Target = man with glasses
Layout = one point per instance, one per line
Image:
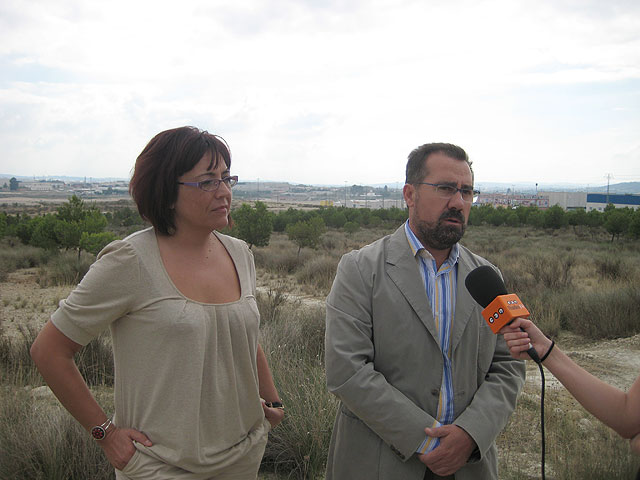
(425, 387)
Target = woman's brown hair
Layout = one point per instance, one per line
(167, 156)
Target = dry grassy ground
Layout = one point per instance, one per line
(23, 301)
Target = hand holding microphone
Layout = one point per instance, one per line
(521, 334)
(500, 308)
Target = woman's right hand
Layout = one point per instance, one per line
(118, 445)
(519, 341)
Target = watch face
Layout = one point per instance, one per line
(98, 433)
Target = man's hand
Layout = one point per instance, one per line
(274, 415)
(635, 444)
(454, 450)
(118, 445)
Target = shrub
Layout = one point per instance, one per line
(605, 313)
(552, 272)
(14, 257)
(44, 442)
(294, 346)
(319, 272)
(610, 268)
(65, 269)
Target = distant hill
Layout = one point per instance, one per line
(624, 187)
(498, 187)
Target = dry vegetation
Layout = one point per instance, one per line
(584, 292)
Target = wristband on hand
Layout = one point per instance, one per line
(277, 405)
(100, 431)
(544, 357)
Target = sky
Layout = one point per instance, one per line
(325, 92)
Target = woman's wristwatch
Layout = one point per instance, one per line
(100, 431)
(274, 405)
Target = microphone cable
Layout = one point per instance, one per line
(542, 417)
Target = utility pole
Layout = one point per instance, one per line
(608, 176)
(345, 194)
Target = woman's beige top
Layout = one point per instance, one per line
(185, 371)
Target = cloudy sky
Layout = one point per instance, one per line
(325, 91)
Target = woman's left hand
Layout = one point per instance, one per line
(274, 415)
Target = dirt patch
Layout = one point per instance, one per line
(23, 301)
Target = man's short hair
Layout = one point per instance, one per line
(417, 166)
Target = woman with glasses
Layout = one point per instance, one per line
(194, 397)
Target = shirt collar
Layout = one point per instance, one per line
(418, 249)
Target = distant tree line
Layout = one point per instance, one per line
(254, 224)
(75, 225)
(615, 221)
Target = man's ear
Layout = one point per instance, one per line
(410, 194)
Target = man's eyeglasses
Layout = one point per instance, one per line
(447, 191)
(213, 184)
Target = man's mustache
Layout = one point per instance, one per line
(452, 214)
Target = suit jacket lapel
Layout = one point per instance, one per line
(465, 304)
(402, 269)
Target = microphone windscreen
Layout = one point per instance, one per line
(484, 285)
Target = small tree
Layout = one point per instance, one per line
(555, 217)
(634, 224)
(307, 233)
(75, 219)
(94, 242)
(254, 225)
(617, 222)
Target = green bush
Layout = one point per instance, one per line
(14, 256)
(294, 346)
(318, 273)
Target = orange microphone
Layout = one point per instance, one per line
(503, 310)
(500, 308)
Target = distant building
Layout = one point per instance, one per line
(598, 201)
(567, 200)
(43, 185)
(512, 200)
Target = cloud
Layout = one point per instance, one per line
(322, 91)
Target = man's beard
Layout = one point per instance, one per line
(441, 236)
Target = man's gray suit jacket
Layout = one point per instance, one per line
(384, 363)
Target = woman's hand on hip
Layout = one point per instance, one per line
(118, 445)
(274, 415)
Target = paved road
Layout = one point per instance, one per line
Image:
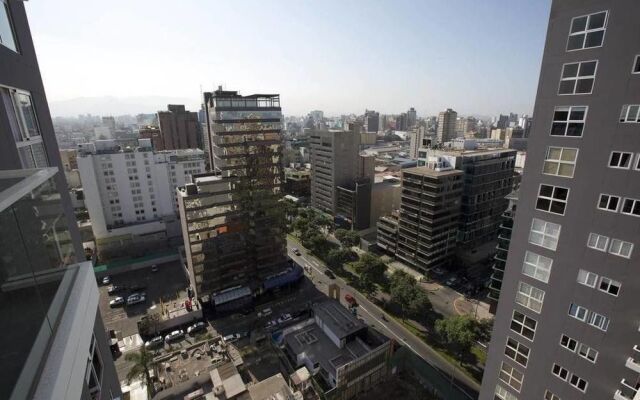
(372, 315)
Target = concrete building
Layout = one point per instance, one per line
(446, 125)
(334, 162)
(130, 193)
(339, 349)
(567, 322)
(232, 223)
(179, 129)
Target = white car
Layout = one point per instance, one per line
(173, 336)
(118, 301)
(136, 298)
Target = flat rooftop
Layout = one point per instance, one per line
(338, 319)
(426, 171)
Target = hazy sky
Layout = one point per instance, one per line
(342, 56)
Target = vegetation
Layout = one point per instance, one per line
(142, 364)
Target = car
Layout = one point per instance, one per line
(118, 301)
(265, 313)
(198, 326)
(155, 342)
(284, 318)
(136, 298)
(174, 336)
(234, 337)
(114, 289)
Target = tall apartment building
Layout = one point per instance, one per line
(131, 193)
(446, 125)
(567, 324)
(334, 162)
(232, 223)
(53, 344)
(179, 129)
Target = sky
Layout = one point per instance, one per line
(339, 56)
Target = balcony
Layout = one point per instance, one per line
(627, 392)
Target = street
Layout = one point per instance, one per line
(372, 315)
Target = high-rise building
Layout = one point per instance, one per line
(567, 321)
(232, 224)
(179, 128)
(334, 162)
(446, 125)
(132, 192)
(412, 118)
(53, 344)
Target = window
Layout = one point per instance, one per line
(7, 35)
(578, 312)
(503, 394)
(530, 297)
(511, 376)
(560, 161)
(560, 372)
(517, 351)
(523, 325)
(599, 321)
(620, 248)
(578, 382)
(544, 234)
(620, 159)
(568, 121)
(631, 207)
(608, 202)
(587, 31)
(630, 113)
(597, 242)
(578, 78)
(552, 199)
(550, 396)
(587, 278)
(568, 343)
(609, 286)
(587, 352)
(537, 266)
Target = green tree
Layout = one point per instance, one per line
(458, 331)
(142, 365)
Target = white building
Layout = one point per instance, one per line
(133, 190)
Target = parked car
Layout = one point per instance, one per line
(174, 336)
(114, 289)
(234, 337)
(197, 327)
(265, 313)
(136, 298)
(284, 318)
(118, 301)
(155, 342)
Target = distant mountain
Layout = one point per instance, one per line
(111, 105)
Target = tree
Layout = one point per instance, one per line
(458, 331)
(347, 238)
(142, 364)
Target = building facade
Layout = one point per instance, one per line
(232, 224)
(447, 121)
(179, 129)
(567, 324)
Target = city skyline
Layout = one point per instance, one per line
(383, 56)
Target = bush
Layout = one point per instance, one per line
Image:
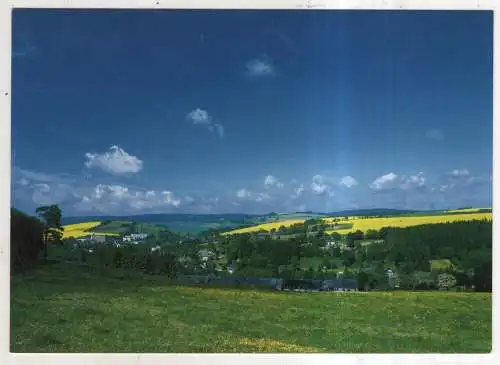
(26, 240)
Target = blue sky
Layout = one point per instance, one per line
(124, 112)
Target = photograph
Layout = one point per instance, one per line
(251, 181)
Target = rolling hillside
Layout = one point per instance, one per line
(364, 224)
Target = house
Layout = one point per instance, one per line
(98, 238)
(339, 284)
(135, 237)
(206, 254)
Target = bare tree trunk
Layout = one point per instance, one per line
(45, 246)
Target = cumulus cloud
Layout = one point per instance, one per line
(115, 161)
(115, 198)
(434, 134)
(201, 117)
(384, 182)
(318, 185)
(348, 182)
(45, 194)
(297, 192)
(459, 173)
(262, 197)
(260, 67)
(23, 181)
(413, 182)
(270, 181)
(243, 193)
(168, 197)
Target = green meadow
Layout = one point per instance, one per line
(63, 308)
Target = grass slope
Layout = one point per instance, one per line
(60, 308)
(364, 224)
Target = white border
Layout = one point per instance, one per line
(123, 359)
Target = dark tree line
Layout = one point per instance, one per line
(26, 240)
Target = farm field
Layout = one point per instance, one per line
(62, 308)
(266, 226)
(358, 223)
(78, 229)
(378, 223)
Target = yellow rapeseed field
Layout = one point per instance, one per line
(378, 223)
(266, 226)
(467, 210)
(78, 229)
(371, 223)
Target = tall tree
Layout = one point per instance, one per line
(52, 229)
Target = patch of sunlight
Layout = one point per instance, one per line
(270, 345)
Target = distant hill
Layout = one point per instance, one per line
(372, 212)
(162, 218)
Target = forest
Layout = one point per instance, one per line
(426, 257)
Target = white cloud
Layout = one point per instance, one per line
(413, 182)
(260, 67)
(115, 161)
(219, 128)
(45, 194)
(459, 173)
(270, 181)
(297, 192)
(243, 193)
(434, 134)
(318, 186)
(445, 187)
(119, 199)
(348, 181)
(200, 116)
(263, 197)
(169, 198)
(384, 182)
(23, 181)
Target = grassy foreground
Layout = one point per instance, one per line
(59, 308)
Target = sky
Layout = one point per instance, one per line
(132, 112)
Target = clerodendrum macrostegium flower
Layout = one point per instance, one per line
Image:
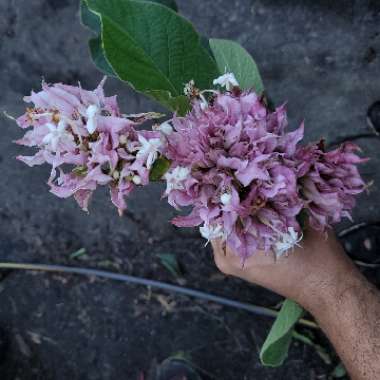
(245, 176)
(84, 131)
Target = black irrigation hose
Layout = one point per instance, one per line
(258, 310)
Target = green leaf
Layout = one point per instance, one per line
(170, 262)
(92, 21)
(321, 351)
(159, 168)
(276, 345)
(89, 19)
(154, 49)
(232, 57)
(169, 3)
(98, 56)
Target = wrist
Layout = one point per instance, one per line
(326, 293)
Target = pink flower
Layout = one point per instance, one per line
(329, 181)
(85, 130)
(239, 182)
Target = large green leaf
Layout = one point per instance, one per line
(232, 57)
(154, 49)
(92, 21)
(276, 345)
(98, 56)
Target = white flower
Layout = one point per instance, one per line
(226, 80)
(175, 178)
(166, 128)
(136, 180)
(148, 150)
(225, 198)
(189, 88)
(116, 175)
(123, 139)
(92, 112)
(210, 232)
(57, 134)
(287, 241)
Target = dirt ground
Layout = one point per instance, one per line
(322, 57)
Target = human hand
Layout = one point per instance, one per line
(308, 273)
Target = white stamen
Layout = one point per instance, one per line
(189, 88)
(226, 80)
(175, 178)
(211, 232)
(287, 241)
(57, 135)
(225, 198)
(136, 180)
(166, 128)
(92, 112)
(148, 150)
(123, 139)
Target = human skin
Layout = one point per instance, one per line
(320, 277)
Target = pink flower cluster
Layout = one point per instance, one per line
(232, 160)
(328, 182)
(83, 136)
(247, 179)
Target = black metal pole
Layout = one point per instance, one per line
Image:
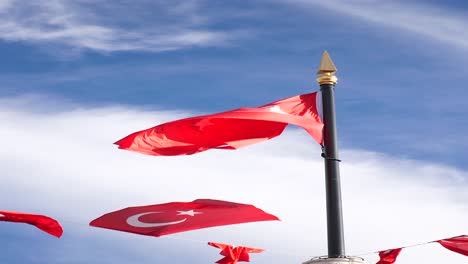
(335, 232)
(336, 247)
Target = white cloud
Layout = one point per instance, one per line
(121, 26)
(433, 22)
(62, 163)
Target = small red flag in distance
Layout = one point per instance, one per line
(234, 254)
(457, 244)
(163, 219)
(388, 256)
(42, 222)
(228, 130)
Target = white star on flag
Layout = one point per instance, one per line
(189, 212)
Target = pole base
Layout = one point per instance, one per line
(326, 260)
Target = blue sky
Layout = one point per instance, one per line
(78, 75)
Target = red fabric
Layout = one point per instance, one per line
(234, 254)
(457, 244)
(388, 256)
(163, 219)
(42, 222)
(228, 130)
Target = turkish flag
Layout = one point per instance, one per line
(42, 222)
(234, 254)
(457, 244)
(228, 130)
(388, 256)
(163, 219)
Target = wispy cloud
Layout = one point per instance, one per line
(63, 164)
(433, 22)
(121, 26)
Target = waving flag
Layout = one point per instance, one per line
(42, 222)
(163, 219)
(457, 244)
(389, 256)
(234, 254)
(228, 130)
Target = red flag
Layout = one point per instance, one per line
(234, 254)
(228, 130)
(388, 256)
(457, 244)
(163, 219)
(42, 222)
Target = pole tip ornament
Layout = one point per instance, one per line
(327, 70)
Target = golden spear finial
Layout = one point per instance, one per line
(327, 70)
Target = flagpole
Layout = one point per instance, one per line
(335, 232)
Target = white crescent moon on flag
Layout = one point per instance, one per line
(134, 221)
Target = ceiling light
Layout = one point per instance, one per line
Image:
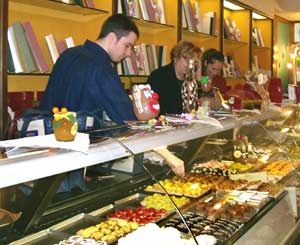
(232, 6)
(258, 16)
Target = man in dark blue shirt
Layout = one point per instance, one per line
(83, 78)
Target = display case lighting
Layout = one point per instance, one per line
(258, 16)
(232, 6)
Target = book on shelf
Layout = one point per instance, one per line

◆ What the exercise asks
In the entries above, one line contains "Target = dirt patch" and another contains "Target = small tree". Reproduce exactly those two lines and the lines between them, nothing else.

◆ Answer space
Target = dirt patch
Layout = one point per instance, one per line
(23, 301)
Target = man's short hair
Layout = one point per instance, one per line
(417, 166)
Target = woman with glasses
Layout = one point per instance, one per line
(194, 397)
Target = shirt collar
Layout = one point per instance, one per line
(418, 249)
Target = distant tree line
Layout = one point per instance, one per line
(254, 224)
(75, 225)
(615, 221)
Target = man's ear
Layout = one point per instance, one per line
(410, 194)
Target = man's eyeglasses
Layout = one point per instance, one per line
(447, 191)
(213, 184)
Target = man's mustache
Layout = one point per instance, one per line
(452, 214)
Target = suit jacket lapel
Layout = one point per instance, one per line
(465, 304)
(402, 269)
Target = microphone windscreen
Layout = one point per instance, one per line
(484, 285)
Target = small tree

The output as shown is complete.